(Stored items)
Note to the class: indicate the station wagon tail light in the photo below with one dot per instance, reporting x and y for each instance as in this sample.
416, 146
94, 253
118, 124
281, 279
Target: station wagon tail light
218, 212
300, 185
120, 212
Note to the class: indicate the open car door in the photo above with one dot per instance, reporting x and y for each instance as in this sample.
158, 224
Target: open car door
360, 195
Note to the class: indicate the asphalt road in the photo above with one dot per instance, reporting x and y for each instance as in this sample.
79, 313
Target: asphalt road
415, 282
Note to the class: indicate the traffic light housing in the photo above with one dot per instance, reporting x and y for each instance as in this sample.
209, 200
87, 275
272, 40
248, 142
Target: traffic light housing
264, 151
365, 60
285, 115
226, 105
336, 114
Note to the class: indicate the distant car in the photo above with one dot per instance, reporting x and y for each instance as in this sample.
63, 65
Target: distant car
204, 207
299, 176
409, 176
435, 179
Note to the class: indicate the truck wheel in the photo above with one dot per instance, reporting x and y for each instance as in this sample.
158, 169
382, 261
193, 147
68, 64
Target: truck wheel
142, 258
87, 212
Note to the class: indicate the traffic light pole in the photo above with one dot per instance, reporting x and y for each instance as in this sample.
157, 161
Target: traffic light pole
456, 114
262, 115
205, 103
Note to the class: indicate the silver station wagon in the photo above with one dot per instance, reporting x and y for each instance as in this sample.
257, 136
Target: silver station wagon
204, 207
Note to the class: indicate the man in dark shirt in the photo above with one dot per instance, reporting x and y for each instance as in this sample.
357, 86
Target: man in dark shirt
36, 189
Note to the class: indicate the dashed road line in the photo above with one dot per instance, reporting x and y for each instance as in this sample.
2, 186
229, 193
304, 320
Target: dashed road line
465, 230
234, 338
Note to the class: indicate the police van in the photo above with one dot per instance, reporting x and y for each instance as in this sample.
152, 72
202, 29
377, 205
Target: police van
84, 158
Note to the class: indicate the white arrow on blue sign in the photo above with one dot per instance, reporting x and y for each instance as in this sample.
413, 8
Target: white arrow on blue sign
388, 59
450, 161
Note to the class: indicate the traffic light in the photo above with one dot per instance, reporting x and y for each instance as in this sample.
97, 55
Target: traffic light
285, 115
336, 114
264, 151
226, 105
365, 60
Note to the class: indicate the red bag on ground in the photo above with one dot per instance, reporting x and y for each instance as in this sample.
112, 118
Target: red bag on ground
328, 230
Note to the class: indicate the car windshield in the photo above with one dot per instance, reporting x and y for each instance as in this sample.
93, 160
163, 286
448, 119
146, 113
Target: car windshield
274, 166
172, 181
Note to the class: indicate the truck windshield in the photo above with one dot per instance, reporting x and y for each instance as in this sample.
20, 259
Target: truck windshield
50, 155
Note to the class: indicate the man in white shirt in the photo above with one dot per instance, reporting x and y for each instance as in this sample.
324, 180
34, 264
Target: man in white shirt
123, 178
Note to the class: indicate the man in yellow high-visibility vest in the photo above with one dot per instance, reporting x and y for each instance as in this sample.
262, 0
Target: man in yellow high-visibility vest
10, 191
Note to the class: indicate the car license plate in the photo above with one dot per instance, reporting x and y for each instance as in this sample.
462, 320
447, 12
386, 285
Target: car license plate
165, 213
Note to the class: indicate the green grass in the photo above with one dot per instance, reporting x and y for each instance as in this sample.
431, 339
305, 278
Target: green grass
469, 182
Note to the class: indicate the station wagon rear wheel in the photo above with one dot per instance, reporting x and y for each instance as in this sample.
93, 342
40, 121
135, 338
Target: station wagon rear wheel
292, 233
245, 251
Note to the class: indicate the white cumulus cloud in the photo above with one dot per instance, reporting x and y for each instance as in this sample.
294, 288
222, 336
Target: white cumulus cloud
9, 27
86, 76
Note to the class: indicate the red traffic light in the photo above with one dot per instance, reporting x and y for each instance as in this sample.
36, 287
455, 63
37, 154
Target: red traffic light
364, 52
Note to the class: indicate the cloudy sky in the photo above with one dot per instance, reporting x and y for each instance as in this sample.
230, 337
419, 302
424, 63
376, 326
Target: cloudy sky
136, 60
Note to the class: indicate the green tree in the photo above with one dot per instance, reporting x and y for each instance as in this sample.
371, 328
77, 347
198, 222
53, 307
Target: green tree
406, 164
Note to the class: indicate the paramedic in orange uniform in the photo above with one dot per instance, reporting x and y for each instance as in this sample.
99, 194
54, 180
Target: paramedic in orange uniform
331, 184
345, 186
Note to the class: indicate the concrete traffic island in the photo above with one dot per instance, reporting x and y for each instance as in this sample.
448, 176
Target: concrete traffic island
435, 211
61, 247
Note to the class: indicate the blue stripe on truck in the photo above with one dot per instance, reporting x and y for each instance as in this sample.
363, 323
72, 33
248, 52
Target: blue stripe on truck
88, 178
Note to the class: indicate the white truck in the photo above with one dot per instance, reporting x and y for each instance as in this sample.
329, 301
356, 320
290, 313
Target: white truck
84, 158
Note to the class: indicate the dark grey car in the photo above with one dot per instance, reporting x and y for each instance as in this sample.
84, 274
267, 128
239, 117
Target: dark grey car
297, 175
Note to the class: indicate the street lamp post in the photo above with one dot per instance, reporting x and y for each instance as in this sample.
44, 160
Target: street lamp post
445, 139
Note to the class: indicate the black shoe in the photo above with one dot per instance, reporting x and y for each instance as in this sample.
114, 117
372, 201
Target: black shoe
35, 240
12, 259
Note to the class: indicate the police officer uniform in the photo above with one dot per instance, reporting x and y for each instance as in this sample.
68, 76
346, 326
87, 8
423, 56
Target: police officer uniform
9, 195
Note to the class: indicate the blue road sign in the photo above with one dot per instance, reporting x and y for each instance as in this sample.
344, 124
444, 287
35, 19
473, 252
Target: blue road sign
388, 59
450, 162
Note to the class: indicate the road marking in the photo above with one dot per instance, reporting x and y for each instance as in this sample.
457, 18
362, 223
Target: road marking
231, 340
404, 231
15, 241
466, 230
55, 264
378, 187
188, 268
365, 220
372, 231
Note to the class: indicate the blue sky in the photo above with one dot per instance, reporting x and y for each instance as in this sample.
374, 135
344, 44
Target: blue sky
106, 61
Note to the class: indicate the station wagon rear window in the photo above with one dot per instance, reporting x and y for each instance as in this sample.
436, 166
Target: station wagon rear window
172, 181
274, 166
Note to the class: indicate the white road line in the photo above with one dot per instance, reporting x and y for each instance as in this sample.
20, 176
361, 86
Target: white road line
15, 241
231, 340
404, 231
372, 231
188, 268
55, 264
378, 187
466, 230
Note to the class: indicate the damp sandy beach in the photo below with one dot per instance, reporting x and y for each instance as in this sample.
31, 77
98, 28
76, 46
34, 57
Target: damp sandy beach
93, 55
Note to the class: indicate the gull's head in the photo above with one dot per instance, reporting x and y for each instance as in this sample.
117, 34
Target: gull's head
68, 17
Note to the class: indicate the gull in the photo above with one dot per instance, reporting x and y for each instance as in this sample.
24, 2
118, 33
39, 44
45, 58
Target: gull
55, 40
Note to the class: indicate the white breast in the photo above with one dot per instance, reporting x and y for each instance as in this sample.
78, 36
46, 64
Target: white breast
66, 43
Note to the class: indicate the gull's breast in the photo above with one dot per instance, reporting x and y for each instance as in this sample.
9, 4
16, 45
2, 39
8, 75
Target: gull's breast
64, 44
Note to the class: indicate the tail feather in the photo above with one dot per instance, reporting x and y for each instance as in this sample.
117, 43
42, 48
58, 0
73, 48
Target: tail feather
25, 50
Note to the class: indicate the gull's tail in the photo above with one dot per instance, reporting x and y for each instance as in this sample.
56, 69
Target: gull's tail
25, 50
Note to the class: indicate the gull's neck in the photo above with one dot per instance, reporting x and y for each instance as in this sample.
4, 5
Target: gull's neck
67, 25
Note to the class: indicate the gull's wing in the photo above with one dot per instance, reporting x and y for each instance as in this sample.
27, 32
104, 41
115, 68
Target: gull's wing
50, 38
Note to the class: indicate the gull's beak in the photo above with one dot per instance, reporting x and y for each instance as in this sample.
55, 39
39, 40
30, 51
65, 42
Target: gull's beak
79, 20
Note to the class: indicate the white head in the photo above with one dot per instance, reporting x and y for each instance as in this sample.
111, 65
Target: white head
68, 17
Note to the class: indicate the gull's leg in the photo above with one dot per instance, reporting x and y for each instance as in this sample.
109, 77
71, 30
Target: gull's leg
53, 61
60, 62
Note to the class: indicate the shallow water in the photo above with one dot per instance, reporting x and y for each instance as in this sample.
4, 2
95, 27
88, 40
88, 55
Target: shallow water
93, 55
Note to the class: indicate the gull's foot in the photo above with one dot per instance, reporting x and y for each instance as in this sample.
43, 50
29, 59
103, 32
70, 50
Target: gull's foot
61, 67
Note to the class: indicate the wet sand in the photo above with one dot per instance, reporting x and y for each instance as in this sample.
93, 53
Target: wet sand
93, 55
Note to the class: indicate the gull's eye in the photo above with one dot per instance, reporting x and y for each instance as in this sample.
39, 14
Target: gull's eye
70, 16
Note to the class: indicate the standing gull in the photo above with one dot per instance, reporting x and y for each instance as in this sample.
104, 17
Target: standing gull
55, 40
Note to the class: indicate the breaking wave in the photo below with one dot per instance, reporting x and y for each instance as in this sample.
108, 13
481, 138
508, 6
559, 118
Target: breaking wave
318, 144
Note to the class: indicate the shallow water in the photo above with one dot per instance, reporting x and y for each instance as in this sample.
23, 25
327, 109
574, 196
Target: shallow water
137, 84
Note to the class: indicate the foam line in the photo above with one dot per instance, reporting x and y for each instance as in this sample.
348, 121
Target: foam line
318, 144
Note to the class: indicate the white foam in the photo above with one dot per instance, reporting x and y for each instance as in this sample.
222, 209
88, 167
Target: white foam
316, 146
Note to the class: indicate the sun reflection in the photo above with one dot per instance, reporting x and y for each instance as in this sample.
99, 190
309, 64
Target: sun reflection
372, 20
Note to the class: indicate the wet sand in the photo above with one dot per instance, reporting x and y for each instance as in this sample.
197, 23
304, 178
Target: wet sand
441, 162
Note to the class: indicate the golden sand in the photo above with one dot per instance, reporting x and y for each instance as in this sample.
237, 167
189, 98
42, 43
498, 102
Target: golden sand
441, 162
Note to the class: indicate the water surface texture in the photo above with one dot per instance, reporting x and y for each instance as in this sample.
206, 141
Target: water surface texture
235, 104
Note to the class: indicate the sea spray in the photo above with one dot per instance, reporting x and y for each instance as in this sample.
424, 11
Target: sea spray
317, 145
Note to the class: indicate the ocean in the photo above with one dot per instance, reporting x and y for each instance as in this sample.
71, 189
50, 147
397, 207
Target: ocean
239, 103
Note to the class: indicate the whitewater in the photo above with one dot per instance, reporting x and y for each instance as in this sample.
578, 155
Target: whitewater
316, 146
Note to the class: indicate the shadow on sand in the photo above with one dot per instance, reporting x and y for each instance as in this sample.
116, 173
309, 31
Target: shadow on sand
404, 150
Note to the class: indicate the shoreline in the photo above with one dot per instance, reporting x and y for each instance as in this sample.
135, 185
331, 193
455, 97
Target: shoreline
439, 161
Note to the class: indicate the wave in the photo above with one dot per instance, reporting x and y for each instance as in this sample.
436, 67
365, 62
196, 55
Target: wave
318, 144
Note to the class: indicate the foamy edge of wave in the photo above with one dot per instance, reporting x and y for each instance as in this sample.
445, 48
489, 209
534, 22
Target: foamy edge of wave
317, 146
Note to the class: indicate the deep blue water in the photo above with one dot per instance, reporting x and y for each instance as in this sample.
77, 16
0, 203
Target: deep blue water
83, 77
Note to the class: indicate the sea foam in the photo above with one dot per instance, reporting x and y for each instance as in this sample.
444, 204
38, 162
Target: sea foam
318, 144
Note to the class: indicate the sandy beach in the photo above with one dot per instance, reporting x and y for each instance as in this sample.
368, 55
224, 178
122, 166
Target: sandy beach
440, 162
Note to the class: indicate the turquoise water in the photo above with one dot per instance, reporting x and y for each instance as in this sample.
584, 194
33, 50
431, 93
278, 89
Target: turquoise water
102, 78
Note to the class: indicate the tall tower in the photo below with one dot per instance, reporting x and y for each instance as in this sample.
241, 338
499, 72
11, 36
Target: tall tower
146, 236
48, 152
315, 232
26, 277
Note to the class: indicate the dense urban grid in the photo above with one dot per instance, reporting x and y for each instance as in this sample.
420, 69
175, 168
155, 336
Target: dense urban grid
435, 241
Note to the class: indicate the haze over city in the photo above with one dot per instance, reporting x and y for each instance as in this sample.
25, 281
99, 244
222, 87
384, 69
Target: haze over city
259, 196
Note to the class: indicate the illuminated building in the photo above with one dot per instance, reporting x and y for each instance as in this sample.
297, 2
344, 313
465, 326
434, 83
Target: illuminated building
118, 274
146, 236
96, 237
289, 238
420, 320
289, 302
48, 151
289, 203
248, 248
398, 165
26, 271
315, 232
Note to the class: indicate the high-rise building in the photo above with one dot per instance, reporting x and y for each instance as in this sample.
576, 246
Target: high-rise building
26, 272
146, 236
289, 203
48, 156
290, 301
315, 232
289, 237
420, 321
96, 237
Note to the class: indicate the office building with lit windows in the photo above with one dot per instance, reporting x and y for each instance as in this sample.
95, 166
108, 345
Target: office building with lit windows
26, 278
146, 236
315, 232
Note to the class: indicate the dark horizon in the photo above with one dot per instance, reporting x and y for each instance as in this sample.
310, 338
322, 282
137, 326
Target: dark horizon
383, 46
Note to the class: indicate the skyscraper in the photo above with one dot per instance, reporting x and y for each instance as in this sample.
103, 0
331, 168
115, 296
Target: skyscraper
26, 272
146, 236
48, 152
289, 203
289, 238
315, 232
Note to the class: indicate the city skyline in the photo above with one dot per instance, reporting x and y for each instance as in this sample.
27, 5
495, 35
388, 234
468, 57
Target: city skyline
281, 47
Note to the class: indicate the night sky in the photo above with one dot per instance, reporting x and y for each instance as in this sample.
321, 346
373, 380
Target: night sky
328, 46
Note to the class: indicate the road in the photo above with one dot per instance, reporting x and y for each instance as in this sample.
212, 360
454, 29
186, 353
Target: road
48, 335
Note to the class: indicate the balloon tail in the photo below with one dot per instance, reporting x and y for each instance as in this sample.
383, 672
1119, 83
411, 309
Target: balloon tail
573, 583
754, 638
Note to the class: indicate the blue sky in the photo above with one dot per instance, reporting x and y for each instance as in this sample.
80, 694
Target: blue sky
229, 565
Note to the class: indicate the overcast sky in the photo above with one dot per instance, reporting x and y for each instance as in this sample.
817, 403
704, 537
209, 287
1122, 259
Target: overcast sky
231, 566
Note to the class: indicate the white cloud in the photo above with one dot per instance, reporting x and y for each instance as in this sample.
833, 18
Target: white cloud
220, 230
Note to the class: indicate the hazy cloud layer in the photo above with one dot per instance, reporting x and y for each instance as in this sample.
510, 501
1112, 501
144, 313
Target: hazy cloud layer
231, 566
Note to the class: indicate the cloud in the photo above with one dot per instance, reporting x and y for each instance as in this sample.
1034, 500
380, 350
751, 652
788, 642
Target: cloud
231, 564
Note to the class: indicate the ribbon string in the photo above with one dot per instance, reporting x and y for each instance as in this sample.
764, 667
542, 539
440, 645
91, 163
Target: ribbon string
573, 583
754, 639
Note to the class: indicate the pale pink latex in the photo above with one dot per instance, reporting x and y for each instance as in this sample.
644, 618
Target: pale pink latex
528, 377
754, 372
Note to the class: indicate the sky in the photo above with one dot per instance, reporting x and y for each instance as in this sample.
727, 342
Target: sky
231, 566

# [Problem to solve]
From the line holding "Note to the class: indicate the white cloud" through the last line above, reproduce each line exactly and add nothing.

# [Finished answer]
Note to the class: indicate the white cloud in the photo above with one dot per instance, reporting x and y for each instance as in this sample.
833, 18
Target: white cloud
220, 230
Note to the class: indicate the hazy cloud layer in the photo above with one dot per instance, reporting x and y for each instance as in this sample.
510, 501
1112, 501
144, 313
Target: hazy cloud layer
231, 566
Note to the class: indicate the cloud in the photo above with one dot per instance, reporting x and y for each instance as in this sample.
1034, 500
380, 350
751, 652
788, 642
Target: cloud
231, 564
Note to the class: indicate the ribbon string in the photo above with one dot per instance, reporting x and y for each instance as in this sample.
764, 667
542, 539
440, 645
91, 163
Target: ribbon string
573, 583
754, 639
Note to the class: indicate the pale pink latex in the photo above with one dot per instance, reporting x and y for each instance as in this sample.
644, 618
Target: pale pink latex
528, 377
754, 372
Note to the class: indicate the sky in the photo above with one dot per instance, reporting x and y for each instance as in this sample.
727, 342
Target: sky
231, 566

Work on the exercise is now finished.